| Problem statement |
Copy verbatim the lines of the material below, starting with the line that contains "Question: Looking at the photograph above, identify the firewood" and going on through the line that contains "[79,116,144,293]", with both of those lines included.

| Data shown |
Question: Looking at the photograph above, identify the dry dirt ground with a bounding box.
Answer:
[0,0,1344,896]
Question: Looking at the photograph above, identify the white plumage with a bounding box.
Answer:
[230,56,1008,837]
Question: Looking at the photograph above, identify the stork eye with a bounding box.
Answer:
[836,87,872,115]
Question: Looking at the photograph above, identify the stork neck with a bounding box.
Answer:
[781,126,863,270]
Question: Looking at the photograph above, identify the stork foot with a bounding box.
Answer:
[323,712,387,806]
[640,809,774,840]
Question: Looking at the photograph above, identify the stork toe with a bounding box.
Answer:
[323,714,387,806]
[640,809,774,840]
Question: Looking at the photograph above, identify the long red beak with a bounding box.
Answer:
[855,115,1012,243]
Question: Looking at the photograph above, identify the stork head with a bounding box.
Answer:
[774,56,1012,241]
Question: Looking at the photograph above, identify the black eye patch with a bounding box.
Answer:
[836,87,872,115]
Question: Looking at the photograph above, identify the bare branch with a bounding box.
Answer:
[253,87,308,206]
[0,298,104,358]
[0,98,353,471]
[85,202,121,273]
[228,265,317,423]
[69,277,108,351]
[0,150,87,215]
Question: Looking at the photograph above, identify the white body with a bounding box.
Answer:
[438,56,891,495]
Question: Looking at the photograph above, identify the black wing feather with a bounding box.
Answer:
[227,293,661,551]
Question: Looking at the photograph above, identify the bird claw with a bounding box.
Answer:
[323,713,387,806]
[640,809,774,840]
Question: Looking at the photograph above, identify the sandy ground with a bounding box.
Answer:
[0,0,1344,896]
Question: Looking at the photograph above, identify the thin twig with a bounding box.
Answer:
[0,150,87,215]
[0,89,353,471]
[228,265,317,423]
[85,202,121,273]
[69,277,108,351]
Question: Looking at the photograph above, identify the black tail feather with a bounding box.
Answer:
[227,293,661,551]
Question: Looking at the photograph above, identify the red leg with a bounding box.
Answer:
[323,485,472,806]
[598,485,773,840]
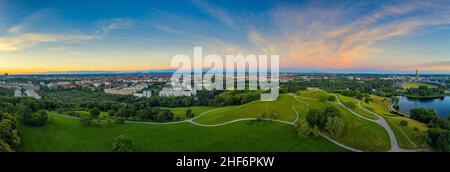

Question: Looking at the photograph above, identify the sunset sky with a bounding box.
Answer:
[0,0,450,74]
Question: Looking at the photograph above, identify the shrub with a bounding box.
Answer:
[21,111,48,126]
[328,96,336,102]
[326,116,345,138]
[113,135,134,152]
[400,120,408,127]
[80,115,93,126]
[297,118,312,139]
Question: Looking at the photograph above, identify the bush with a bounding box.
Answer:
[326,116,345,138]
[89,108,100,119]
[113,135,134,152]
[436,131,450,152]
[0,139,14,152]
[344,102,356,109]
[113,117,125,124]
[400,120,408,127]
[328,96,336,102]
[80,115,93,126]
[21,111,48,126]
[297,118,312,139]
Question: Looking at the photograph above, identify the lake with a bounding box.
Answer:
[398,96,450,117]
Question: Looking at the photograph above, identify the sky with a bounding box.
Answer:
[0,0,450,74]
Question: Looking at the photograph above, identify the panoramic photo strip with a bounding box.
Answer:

--

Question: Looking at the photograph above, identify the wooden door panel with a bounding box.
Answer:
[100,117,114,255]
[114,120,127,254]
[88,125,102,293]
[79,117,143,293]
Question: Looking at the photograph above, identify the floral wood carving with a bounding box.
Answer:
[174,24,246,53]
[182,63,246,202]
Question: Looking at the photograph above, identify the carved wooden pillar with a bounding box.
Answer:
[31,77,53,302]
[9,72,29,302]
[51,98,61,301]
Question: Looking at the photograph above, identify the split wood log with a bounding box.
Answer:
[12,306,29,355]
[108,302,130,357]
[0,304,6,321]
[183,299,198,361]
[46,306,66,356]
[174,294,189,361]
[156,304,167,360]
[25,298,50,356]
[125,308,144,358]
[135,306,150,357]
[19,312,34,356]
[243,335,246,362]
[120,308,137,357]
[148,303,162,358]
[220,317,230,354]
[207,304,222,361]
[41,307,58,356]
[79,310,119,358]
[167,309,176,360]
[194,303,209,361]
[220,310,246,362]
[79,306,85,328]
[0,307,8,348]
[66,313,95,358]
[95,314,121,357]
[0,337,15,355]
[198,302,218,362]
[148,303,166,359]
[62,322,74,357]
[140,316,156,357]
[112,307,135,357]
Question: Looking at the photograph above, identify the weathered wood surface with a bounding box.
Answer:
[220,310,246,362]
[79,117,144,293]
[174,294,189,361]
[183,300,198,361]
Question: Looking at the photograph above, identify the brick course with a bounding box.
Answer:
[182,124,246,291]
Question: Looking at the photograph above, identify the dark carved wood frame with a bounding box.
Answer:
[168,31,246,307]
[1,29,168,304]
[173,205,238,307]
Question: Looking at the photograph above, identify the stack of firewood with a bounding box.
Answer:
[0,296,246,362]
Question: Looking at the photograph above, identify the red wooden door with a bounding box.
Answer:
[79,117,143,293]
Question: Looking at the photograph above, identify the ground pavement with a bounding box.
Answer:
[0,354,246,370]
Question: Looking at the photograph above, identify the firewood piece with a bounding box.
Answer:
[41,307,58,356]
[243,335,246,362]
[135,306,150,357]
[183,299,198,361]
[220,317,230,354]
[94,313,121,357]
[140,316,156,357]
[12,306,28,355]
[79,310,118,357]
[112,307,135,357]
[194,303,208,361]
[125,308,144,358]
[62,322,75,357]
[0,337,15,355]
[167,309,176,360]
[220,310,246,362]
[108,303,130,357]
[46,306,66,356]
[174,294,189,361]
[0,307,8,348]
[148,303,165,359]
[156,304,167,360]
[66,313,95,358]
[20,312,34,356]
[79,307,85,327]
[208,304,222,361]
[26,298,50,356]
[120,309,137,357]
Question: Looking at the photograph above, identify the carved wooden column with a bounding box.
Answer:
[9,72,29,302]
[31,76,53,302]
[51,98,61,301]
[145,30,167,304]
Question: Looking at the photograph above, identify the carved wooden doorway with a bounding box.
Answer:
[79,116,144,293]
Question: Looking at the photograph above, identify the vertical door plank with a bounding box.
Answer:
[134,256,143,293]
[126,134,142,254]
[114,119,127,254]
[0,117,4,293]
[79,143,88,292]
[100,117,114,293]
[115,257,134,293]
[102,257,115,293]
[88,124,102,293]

* * *

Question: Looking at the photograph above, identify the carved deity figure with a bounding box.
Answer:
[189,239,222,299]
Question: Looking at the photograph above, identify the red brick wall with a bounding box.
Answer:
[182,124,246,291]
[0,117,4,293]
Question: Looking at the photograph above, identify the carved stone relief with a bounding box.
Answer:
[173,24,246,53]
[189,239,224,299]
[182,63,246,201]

| Solution below |
Question: Looking at the photograph above, identify the firewood piece with a bounding box.
Answer:
[41,307,58,356]
[243,335,246,362]
[135,306,150,357]
[183,299,198,361]
[220,317,230,354]
[94,313,121,357]
[140,316,156,357]
[12,306,28,355]
[79,310,118,357]
[112,307,135,357]
[194,303,208,361]
[125,308,144,358]
[62,322,75,357]
[0,337,15,355]
[167,309,176,360]
[220,310,246,362]
[108,303,130,357]
[46,306,66,356]
[174,294,189,361]
[0,307,8,348]
[148,303,165,359]
[156,304,167,360]
[66,313,95,358]
[20,312,34,356]
[79,307,85,327]
[208,304,222,361]
[26,298,50,356]
[120,309,137,357]
Question: Looking at the photograph above, identify the carved wooden column with a bounding box.
Answer:
[9,72,29,302]
[31,76,53,302]
[51,98,61,301]
[145,30,167,304]
Question: Looking at the photograph above, identify the carved wooden doorway with a bounding box.
Answer:
[79,116,144,293]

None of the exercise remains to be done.